Content starts

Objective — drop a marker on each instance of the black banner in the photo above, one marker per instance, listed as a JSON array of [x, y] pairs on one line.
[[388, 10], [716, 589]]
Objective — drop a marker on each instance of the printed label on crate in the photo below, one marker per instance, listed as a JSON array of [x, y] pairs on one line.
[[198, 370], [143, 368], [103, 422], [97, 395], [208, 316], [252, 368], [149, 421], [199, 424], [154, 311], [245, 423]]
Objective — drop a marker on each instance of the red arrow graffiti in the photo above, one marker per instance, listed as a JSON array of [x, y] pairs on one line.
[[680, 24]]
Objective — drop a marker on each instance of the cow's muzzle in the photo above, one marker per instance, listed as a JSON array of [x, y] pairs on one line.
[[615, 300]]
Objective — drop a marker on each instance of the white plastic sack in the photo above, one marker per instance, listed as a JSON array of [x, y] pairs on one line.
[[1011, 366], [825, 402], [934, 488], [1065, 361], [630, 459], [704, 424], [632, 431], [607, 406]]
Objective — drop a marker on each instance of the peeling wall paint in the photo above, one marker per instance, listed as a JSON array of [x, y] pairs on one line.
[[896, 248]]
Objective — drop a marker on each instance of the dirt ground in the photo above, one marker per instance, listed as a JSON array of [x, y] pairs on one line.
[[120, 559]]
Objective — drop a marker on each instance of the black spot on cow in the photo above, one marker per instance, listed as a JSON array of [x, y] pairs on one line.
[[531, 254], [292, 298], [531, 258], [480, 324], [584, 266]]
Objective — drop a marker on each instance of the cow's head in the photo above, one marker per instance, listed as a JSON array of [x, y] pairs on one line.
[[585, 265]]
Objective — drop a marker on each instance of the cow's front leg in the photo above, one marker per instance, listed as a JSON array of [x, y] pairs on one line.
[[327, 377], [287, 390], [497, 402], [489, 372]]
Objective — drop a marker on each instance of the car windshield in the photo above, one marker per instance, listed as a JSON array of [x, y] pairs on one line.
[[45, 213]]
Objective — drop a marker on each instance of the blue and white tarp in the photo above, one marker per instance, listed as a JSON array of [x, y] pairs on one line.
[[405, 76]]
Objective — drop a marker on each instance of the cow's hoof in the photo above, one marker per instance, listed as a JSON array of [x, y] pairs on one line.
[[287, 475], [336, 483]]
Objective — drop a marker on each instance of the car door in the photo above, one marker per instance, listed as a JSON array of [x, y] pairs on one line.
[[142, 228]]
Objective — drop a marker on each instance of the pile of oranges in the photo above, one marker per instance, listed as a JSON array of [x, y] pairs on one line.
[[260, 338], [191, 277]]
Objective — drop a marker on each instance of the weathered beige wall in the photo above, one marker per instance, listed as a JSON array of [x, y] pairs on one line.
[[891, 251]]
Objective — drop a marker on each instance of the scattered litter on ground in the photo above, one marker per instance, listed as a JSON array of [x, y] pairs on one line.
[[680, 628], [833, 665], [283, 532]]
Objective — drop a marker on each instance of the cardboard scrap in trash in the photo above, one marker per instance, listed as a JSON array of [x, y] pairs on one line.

Content ends
Content starts

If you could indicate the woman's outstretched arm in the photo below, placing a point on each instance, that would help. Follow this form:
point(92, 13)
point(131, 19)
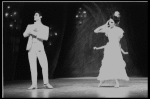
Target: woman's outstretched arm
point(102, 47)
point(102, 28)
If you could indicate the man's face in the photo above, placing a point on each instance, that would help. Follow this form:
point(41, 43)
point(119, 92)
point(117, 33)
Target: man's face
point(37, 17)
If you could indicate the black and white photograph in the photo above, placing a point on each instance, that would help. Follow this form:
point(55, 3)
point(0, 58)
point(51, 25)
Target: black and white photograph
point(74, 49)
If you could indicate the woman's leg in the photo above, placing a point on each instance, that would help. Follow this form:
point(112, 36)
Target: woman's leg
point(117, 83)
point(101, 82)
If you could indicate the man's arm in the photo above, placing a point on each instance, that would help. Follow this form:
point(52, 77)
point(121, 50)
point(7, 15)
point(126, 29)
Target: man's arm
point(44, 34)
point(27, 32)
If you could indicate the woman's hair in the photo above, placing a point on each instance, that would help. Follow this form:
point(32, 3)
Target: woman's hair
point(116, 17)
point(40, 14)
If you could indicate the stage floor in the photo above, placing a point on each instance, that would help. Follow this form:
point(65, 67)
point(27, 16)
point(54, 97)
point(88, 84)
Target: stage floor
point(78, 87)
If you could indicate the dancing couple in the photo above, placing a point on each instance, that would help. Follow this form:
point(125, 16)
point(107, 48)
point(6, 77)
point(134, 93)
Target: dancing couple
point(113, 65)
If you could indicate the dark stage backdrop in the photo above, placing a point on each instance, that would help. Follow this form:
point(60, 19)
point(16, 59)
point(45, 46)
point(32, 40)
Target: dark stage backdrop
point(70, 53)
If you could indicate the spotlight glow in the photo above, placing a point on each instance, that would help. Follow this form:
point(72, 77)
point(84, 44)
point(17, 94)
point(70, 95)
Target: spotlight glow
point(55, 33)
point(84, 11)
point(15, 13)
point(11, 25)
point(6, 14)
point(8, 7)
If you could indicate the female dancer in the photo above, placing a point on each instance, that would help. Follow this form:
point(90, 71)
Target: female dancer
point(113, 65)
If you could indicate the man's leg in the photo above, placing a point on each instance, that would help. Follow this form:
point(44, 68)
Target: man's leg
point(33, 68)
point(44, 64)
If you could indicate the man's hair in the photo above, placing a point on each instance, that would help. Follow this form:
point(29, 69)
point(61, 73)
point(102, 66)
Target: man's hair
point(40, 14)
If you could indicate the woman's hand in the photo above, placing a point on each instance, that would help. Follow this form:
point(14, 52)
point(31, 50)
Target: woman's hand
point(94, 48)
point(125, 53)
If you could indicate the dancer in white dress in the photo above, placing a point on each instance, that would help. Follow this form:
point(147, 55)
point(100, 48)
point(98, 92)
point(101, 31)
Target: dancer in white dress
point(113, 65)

Content ends
Content starts

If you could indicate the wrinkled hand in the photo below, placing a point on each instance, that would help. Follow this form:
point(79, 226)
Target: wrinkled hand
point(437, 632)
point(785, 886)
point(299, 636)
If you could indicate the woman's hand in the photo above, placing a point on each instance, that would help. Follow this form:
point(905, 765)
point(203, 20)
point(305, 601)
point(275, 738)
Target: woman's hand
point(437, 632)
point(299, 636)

Content ends

§ What needs to be done
Output the lines above between the one holding "point(134, 93)" and the one holding "point(17, 94)", inclusive, with nothing before or after them.

§ Answer section
point(134, 93)
Target: dancing couple
point(113, 65)
If you could indicate the dark stage backdrop in the photo above, placing a point on each instance, that would help. Follow this form:
point(60, 19)
point(16, 59)
point(45, 46)
point(32, 40)
Target: dark stage backdrop
point(70, 53)
If you could indicate the spotlight glow in the photo above, placing a point on each instance, that would help. Follow this form:
point(72, 77)
point(84, 44)
point(17, 94)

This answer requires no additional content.